◆ Short exercise
Reproduce the entries from the first line through the line containing "point(584, 622)", inclusive, substituting "moss" for every "grass" and leaving everything else unchanged.

◆ Record excerpts
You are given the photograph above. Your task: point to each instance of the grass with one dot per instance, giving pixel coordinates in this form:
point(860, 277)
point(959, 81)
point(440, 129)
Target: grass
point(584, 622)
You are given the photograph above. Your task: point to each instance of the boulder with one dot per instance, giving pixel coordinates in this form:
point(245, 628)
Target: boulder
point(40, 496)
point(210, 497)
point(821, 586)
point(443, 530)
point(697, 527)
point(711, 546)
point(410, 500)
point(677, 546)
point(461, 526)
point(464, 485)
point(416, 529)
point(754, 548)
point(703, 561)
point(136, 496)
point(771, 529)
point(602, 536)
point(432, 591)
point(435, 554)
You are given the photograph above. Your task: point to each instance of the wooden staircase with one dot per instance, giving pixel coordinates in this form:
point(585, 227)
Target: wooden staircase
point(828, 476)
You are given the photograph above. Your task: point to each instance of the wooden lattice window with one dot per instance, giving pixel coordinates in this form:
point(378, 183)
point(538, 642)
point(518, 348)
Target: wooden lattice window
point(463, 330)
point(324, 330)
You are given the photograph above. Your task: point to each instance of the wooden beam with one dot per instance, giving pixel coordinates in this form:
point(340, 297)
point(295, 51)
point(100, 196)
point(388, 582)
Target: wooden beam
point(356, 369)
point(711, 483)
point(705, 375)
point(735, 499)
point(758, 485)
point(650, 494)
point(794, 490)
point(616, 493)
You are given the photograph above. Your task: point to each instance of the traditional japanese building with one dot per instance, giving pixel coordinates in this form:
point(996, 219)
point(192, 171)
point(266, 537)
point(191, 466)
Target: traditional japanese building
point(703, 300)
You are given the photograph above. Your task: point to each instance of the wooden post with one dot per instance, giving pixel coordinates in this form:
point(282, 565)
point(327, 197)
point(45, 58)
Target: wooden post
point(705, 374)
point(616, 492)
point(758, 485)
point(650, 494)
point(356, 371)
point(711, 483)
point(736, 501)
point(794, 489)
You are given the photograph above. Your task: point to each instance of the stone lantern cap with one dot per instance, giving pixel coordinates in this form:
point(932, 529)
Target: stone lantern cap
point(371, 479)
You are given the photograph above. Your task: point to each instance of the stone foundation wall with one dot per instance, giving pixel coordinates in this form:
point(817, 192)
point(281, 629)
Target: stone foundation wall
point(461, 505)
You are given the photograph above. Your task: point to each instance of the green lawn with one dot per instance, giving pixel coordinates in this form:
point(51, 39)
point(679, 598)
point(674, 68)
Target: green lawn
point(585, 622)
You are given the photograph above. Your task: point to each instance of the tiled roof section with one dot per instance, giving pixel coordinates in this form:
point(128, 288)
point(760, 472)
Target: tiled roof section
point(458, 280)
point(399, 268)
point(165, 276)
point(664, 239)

◆ The answer
You are given the photograph above. Your task: point to each instance of the moss with one dot per instance, giving pixel coordinates in this form:
point(860, 277)
point(959, 81)
point(440, 129)
Target: moss
point(584, 622)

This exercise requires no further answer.